(Point annotation dataset records)

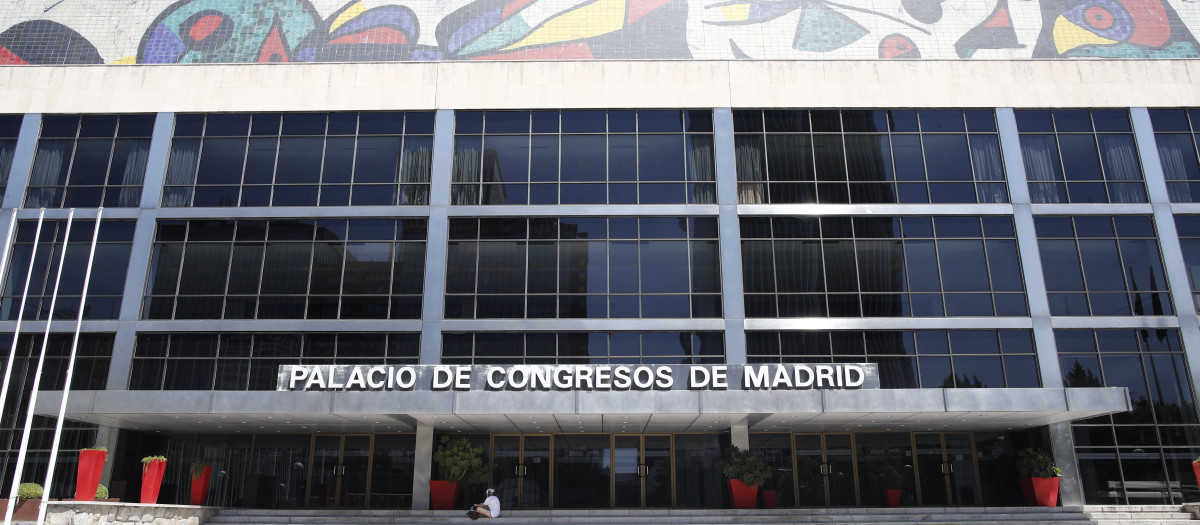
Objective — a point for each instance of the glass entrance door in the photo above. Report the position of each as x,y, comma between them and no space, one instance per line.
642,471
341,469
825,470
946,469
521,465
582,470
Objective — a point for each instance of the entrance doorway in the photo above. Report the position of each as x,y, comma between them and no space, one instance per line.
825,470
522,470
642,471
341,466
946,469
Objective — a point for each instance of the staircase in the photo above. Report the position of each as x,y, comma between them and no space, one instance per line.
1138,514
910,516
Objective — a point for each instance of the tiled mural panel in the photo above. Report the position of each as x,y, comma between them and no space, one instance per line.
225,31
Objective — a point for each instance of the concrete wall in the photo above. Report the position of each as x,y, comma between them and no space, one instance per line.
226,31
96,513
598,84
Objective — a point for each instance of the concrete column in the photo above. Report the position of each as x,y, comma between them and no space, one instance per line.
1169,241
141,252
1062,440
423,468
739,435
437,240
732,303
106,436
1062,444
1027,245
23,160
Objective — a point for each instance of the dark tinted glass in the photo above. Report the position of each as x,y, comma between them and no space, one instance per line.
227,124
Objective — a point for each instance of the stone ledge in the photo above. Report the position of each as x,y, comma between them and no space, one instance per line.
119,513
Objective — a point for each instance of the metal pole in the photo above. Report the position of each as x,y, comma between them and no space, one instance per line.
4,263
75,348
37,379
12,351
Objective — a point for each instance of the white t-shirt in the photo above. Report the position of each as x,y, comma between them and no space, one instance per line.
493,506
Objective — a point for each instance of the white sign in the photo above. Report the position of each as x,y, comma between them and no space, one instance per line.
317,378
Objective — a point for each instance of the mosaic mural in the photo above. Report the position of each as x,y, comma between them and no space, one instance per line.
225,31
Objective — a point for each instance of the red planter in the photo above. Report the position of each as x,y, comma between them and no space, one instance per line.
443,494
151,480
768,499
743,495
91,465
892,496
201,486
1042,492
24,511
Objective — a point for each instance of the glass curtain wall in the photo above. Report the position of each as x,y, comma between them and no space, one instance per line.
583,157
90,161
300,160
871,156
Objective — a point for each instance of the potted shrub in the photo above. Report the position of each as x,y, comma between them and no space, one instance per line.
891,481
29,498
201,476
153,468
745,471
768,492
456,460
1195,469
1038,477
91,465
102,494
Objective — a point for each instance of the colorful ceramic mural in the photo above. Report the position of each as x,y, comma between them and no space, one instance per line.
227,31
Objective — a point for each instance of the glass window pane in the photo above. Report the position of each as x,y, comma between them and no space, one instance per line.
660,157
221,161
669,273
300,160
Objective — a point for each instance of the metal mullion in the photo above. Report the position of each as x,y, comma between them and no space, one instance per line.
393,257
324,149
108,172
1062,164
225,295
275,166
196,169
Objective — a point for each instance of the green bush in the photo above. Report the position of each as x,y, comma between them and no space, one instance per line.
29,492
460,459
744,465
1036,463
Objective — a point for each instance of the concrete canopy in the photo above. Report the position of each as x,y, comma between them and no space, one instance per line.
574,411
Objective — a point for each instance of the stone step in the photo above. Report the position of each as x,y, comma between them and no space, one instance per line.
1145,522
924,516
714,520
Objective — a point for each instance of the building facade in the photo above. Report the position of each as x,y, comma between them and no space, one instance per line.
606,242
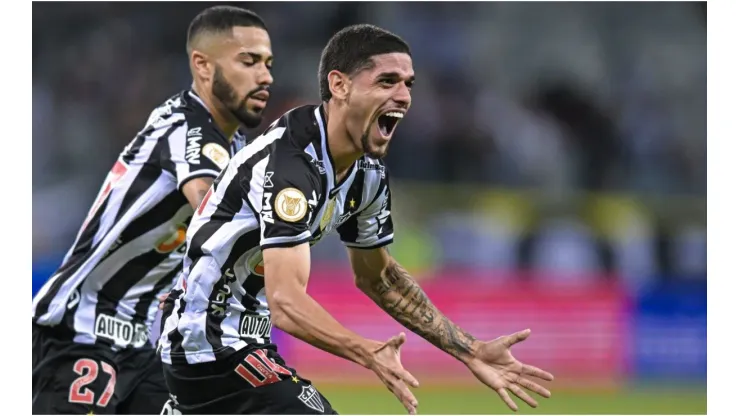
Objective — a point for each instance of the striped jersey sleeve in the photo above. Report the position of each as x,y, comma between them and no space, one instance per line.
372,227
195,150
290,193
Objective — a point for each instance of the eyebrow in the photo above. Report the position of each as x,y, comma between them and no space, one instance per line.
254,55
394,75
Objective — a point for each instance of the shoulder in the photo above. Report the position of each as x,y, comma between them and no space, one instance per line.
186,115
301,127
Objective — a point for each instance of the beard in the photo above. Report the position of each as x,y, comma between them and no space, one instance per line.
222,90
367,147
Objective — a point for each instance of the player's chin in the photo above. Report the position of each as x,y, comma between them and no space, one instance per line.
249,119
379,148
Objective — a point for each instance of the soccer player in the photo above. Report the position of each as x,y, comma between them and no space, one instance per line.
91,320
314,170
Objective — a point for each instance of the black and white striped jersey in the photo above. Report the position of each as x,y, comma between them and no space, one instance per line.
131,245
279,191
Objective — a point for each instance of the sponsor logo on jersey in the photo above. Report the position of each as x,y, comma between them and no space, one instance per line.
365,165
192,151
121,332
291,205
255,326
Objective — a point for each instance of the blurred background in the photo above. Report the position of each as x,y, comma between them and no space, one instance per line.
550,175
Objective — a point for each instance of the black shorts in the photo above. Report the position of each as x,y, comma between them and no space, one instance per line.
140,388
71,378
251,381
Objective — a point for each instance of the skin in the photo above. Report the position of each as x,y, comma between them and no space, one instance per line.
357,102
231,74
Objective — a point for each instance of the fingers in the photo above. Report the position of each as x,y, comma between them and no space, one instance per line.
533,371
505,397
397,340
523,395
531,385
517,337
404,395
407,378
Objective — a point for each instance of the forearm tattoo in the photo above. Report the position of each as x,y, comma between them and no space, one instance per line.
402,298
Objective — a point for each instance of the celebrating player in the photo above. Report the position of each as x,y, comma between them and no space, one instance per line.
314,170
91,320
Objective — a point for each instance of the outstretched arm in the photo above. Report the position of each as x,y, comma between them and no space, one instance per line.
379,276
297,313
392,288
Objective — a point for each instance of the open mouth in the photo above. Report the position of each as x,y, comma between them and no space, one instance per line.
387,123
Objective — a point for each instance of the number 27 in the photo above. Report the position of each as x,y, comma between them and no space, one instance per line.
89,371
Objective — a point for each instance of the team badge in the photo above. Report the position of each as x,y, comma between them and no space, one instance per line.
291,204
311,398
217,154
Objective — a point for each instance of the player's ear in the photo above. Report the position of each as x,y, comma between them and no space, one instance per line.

- **JOB**: Every record above should be written out again without change, except that the pictures are left out.

- **ANSWER**:
Objective — a point for each instance of the glass entrance door in the photo above. Report the position of each as x,y, comma between them and no space, one instance per line.
642,471
341,469
825,470
946,469
521,465
582,470
Objective — a point for each instance of the entrance doorway in the photo above. Report the position of each as x,y, comma between them and no space, one instance per line.
825,470
522,470
642,471
341,466
946,469
Objective — a point for each instance of the staircase in the photo above. Report the position of each as x,y, comma between them and no space, one instance per line.
1138,514
910,516
Objective — a point for each instance of the tiled mural panel in the photo above. Report the position of each as x,y, comma between them and no space, one instance per line.
225,31
Objective — a point for each instance of the concrete wall in the photo above. Report the position of each as x,y, comma between them and no space, one instance per line.
226,31
96,513
598,84
Objective — a point for each instance of the concrete column in the photo above. Report the position of each as x,y, comma between them and no space, one instance per line.
1169,241
141,252
1062,440
423,468
739,435
437,240
732,303
106,436
1062,444
1027,245
23,160
Objective — a point for each instance of the dark tinted glass in the photo above. Report the position of each as x,y, comma between them and no space, one instance per line.
227,124
Objective — a point for each instance of the stone ledge in the photo above. Report the position of each as x,y, comma between them and no space, one instance per line.
119,513
Objective — a point for each instance of the metal pole in the photo above. Report the position of each as x,y, comma between them and no space, one instance per line.
4,263
75,348
37,379
12,351
Objective — a point for each instance of the white t-shirt in the photo above. Report the position of each as x,y, comma between them and no space, one instance per line.
493,506
Objective — a point for each instance of the white sign in the photo above. Report the position of each as x,y, comma between them and no space, one instance per line.
317,378
Objective — a point for each instance of the mosaic mural in the photo above. Report the position of each as x,y, comma between them and no space, one instance per line.
225,31
Objective — a point for each instance of the red planter in the photo above. Report the position of each as x,y, comma between them and no space, one instance per line.
443,494
151,480
768,499
743,495
91,465
892,496
201,486
1042,492
24,511
Objective — a point for each instance of the glass curtain wall in the photo above. Report the position of each as x,y, comma between them and no space, one instance per line.
583,157
90,161
300,160
871,156
Objective — a point for each instance of the potted shrub in the photo above. Report the position of each as x,y, comma between them and no space, one instance per line.
891,481
29,498
201,476
153,468
745,471
768,492
456,460
1195,469
1038,477
91,465
102,494
Objective — a point for each instance of the colorful ceramic mural in the photo above. Report the position of each as x,y, comma between them and no space, one instance per line.
227,31
Objective — a point for each instance of the glass window pane in the photo above. Report the position of each as x,y, comma between them and no space, one instance per line.
660,157
221,161
669,273
300,160
Objective — a point for each instance of the metal mullion in the photo above. Report the position of each as x,y, comma between them and no space, one instance per line.
393,257
324,149
108,172
1062,164
225,295
275,166
196,169
Objective — a point for each instance of the green bush in the photo above. Report the position of each as x,y, comma between them and no space, one instance per line.
29,492
460,459
744,465
1036,463
Objective — a point for each instance of the concrete canopy in the photo above. Report the position of each as x,y, comma between them and no space, one instance per line.
574,411
Objective — a point for each instance of the stone step in the photo above. Report the position of each as x,y, comma between them and no space, one instance per line.
1145,522
924,516
714,520
Objective — a point for each instance of the building facade in the photo above. Report the position of each as x,y, comma between them and no space, one instance per line.
606,242
Objective — a point for each instance of the striped jersey sleeve in the photo above. Report the position of each as x,y, comma between them and no space, one instance per line.
372,227
195,150
290,193
Objective — a point for each instance of the eyebrow in the photo above. Report the position of each as x,y, comma between them and no space, one instance per line.
254,55
394,75
Objective — a point for each instance of the shoulder in the photo above. Report the position of each as x,y, comma between them and no space, one instance per line.
186,115
301,127
Objective — a point for each instance of the beard in the photo above. Report the position of each as x,y, comma between them and no space, one instance per line.
222,90
367,147
Objective — a point for each instance of the player's chin in the photo above. Report the position of each as x,y, comma between them and no space, one instance per line.
249,119
379,148
Objective — a point for each instance of the soccer player in the photo above. Report the position of each as x,y, comma between them and no space, one instance per line.
91,320
314,170
Objective — a point for each instance of the black and white striped jersey in the photo above. Report the position of each as x,y, comma between them and no space, one instance per line.
131,245
279,191
Objective — a point for each instance of the sponsor logo on jersey in the photo above. Report the position of each as x,y, comma between them and no space, one instance per line.
365,165
192,151
121,332
291,205
255,326
Objective — a point for each instance of the blurred background in the photo above. Report the position of each as x,y, comma between them and no space, one instance per line.
550,175
Objective — a point for each instance of the black shorts in the photo above. Report the position of each as x,y, comma between them and no space, one instance per line.
140,388
71,378
251,381
Objective — a point for each instance of the skin in the photo above. Report the position of each as x,y, comma between them and no space, one instance per line.
357,102
231,74
Objective — a point for each instance of the fingers in the photo above. Report the position of each as x,y, comma between them and no space, one instance per line.
533,371
505,397
397,340
523,395
531,385
517,337
404,395
407,378
Objective — a point for each instance of the forearm tattoo in the photo above. Report the position of each as x,y, comma between them and no space, one instance per line.
402,298
Objective — a point for each instance of the celebrating player in the photo above. Report the position of each as x,y, comma between them and no space, one instance per line.
314,170
91,320
Objective — a point for each instance of the outstretched arm in the photo above. Report the position of each as x,y, comma between them and no space, one instance per line.
379,276
297,313
392,288
Objective — a point for each instance of the open mouth in the photo above. Report the position of each as x,y, comma between them and no space, one instance per line.
387,123
Objective — a point for each instance of the number 27 in the photo above. Report the position of each as x,y, comma between them and no space, one instance per line.
89,371
Objective — a point for each instance of the team badge in the photo above. Report the position of each as x,y, comma between them and no space, one instance per line.
291,204
311,398
217,154
Objective — a point for each instance of the player's ear in the photo above. Report the position of each as x,y, comma between them and no space, one instance per line.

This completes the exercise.